Here are records with pictures in them. Copy all of them exactly and leave the pictures out.

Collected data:
*** Begin section ***
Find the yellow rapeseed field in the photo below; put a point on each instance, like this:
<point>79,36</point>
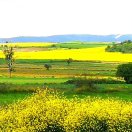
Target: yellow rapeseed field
<point>47,111</point>
<point>95,54</point>
<point>28,44</point>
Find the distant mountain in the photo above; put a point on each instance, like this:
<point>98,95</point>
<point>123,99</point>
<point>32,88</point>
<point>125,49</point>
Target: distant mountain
<point>68,38</point>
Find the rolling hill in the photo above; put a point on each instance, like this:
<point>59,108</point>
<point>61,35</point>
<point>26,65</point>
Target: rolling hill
<point>68,38</point>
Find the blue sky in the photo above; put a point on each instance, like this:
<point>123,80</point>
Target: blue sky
<point>52,17</point>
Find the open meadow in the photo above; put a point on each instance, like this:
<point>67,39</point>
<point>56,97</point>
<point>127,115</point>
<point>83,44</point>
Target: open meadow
<point>90,76</point>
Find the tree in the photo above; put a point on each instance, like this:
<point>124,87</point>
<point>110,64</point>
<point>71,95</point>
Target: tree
<point>47,66</point>
<point>125,71</point>
<point>9,53</point>
<point>69,61</point>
*** End section ***
RESPONSE:
Find the yellow rapeseed field in the photo below; put a point on each instance, like this:
<point>79,36</point>
Target: yellow rapeseed field
<point>47,111</point>
<point>95,54</point>
<point>28,44</point>
Find the distant mountain in the photo above; put a point on each instance, like this:
<point>98,95</point>
<point>123,99</point>
<point>32,88</point>
<point>125,49</point>
Target: distant mountain
<point>68,38</point>
Find the rolling hill in the photo above; put a point on each instance, like this:
<point>59,108</point>
<point>61,35</point>
<point>26,65</point>
Target: rolling hill
<point>68,38</point>
Find the blue sky in the photo above; put a point on each instance, like this:
<point>123,80</point>
Target: blue sky
<point>52,17</point>
Find the open meadow in the photo above; put a point on each instance, like this:
<point>67,39</point>
<point>56,97</point>
<point>127,115</point>
<point>83,44</point>
Target: open meadow
<point>90,76</point>
Find the tree in the photo above; put a point on each instance, like this:
<point>124,87</point>
<point>110,64</point>
<point>71,95</point>
Target: tree
<point>47,66</point>
<point>125,71</point>
<point>9,53</point>
<point>69,61</point>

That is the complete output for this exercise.